> _EXERCISE INSTRUCTIONS_: Count the lines below that contain the word "this", and give only that number.

> _DATA RECORDS_:
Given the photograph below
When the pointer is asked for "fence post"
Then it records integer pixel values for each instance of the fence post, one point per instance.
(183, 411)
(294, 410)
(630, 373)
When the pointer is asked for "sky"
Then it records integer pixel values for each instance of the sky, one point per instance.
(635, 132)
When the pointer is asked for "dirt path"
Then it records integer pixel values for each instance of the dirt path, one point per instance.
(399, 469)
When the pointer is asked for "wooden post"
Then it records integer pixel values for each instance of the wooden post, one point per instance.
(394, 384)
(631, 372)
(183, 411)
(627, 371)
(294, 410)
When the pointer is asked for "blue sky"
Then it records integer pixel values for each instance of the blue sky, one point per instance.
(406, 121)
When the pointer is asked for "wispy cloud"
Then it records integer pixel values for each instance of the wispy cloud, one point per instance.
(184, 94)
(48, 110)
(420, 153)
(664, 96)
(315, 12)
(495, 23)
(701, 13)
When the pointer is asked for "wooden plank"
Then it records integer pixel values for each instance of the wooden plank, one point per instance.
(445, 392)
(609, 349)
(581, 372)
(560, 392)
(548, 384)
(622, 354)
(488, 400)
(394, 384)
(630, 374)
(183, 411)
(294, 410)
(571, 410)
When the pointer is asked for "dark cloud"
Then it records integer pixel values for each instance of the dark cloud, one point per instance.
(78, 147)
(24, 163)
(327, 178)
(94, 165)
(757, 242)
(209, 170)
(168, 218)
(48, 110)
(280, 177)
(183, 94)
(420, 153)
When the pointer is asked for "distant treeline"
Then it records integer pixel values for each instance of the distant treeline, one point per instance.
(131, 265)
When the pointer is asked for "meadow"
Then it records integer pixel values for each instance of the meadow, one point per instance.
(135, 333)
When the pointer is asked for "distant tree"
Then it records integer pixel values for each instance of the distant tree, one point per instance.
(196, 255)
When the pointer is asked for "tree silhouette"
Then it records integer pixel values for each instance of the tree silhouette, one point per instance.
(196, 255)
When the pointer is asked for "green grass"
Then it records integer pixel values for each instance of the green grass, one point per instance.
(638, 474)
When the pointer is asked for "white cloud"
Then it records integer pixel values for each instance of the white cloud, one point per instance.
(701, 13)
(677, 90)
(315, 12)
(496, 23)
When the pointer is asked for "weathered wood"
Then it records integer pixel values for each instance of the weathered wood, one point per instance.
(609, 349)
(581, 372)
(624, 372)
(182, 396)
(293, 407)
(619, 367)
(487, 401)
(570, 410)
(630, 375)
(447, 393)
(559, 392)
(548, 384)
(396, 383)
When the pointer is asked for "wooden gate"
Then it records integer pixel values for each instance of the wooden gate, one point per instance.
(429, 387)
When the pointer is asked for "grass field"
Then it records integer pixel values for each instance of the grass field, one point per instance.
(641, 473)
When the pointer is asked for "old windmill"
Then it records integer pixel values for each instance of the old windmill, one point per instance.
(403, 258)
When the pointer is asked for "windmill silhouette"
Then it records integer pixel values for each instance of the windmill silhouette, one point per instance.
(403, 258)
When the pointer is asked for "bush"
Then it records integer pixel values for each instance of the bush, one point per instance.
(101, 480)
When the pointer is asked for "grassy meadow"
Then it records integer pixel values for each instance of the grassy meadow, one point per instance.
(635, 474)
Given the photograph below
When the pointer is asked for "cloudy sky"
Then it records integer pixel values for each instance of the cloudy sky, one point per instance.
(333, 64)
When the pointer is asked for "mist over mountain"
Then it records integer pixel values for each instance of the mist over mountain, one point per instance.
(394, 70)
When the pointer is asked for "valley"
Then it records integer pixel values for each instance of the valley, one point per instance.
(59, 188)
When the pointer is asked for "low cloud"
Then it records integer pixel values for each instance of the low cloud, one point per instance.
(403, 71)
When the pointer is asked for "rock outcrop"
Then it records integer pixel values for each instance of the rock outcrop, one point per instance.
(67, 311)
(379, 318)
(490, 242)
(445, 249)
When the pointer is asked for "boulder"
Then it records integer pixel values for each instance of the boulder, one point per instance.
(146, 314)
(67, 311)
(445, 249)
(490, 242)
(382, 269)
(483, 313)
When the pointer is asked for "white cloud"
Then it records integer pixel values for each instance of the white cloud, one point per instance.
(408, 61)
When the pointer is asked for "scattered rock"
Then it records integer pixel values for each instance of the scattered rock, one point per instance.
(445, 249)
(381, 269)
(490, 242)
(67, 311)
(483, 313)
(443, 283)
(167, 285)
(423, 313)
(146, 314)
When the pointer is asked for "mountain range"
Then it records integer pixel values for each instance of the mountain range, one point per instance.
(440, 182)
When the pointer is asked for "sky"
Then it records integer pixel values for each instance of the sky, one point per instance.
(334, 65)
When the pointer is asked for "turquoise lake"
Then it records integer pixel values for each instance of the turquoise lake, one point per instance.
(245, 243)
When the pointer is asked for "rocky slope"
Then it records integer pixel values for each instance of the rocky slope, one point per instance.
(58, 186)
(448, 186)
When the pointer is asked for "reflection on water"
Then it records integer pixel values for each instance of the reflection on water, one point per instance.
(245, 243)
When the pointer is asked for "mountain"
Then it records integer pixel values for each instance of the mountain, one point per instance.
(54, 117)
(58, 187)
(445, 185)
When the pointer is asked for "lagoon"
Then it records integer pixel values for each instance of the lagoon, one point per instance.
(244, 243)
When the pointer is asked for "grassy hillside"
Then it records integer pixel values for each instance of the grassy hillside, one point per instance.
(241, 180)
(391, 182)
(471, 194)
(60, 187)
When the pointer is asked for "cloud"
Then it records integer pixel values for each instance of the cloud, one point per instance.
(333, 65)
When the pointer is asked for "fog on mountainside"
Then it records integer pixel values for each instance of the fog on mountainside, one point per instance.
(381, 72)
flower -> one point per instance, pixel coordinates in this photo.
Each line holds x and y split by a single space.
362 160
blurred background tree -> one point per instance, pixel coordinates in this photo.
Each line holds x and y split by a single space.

> _WRITTEN SOLUTION_: 2